(要做的事):
把下面所有的行改成带编号的列表，空行去掉，图片不要放进结果里。

----

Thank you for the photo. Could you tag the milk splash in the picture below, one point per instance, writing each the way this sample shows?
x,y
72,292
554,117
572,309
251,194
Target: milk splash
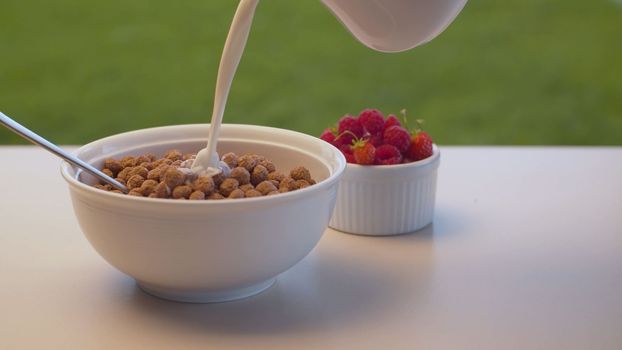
x,y
207,161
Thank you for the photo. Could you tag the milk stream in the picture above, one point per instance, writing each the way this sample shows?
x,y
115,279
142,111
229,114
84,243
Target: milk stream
x,y
383,25
207,160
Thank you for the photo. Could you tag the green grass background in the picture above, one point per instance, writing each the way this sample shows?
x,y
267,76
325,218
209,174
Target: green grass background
x,y
505,72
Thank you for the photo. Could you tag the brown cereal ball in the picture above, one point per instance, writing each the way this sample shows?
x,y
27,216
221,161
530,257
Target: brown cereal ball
x,y
135,182
247,161
241,174
123,174
276,176
302,184
146,165
173,177
218,178
161,190
231,159
246,187
135,192
228,185
128,161
197,195
268,165
173,155
204,184
216,196
155,174
148,187
235,194
252,193
182,191
163,161
108,172
300,173
138,170
113,165
287,184
260,174
142,159
265,187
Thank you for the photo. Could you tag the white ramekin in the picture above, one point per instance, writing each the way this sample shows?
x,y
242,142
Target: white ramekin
x,y
207,251
383,200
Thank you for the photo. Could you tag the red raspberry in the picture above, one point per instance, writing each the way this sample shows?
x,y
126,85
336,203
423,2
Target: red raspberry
x,y
328,135
398,137
347,152
387,155
348,125
372,121
391,121
420,147
376,140
364,152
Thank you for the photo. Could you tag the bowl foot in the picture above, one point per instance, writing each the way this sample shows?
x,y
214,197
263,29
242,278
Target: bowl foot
x,y
203,296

----

(结果如下):
1. Thank you for the photo. Could you tag the milk splash in the picture below, one point per instance, writing each the way this sample shows?
2. x,y
3. 72,292
4. 554,117
5. 572,309
6. 251,194
7. Target: milk splash
8. x,y
9. 207,161
10. Thank you for the photo. Could you tag the milk stream in the picture above, one point per instance, writing each the way this sample shows?
11. x,y
12. 115,279
13. 142,111
14. 229,114
15. 84,243
16. Target: milk stream
17. x,y
18. 383,25
19. 207,160
20. Thank you for the photo. Could you tag the green grass background in the picture above, one point per instance, writing each the way this sample shows?
21. x,y
22. 267,76
23. 325,218
24. 209,174
25. Target: green grass background
26. x,y
27. 505,72
28. Thank you for the photo. Could you tag the brown cereal ball in the picture above, one point per instance, writing each the way this sample shows?
29. x,y
30. 27,216
31. 221,161
32. 530,257
33. Target: brown cereal ball
34. x,y
35. 135,182
36. 247,161
37. 241,174
38. 123,174
39. 276,176
40. 302,184
41. 146,165
42. 173,177
43. 218,178
44. 161,190
45. 231,159
46. 246,187
47. 135,192
48. 228,185
49. 128,161
50. 197,195
51. 268,165
52. 173,155
53. 204,184
54. 216,196
55. 155,174
56. 148,187
57. 235,194
58. 252,193
59. 182,191
60. 163,161
61. 108,172
62. 300,173
63. 138,170
64. 113,165
65. 287,184
66. 260,174
67. 142,159
68. 265,187
69. Thank you for the photo. Could you tag the white ramekin in the picture above, one point per instance, writing each the way this sample shows?
70. x,y
71. 242,142
72. Target: white ramekin
73. x,y
74. 207,251
75. 383,200
76. Thank you for the photo. Could you tag the red raspberry in the picture above, one point per instance, writing each the way this sample shows?
77. x,y
78. 126,85
79. 336,203
80. 423,2
81. Target: red raspberry
82. x,y
83. 328,135
84. 398,137
85. 347,152
86. 387,155
87. 348,125
88. 372,121
89. 391,121
90. 420,147
91. 376,140
92. 364,152
93. Thank you for the photo. Could you tag the bowl foot in the picture above, one point per instance, writing each the way this sample shows?
94. x,y
95. 214,197
96. 263,29
97. 242,278
98. Target: bowl foot
99. x,y
100. 203,296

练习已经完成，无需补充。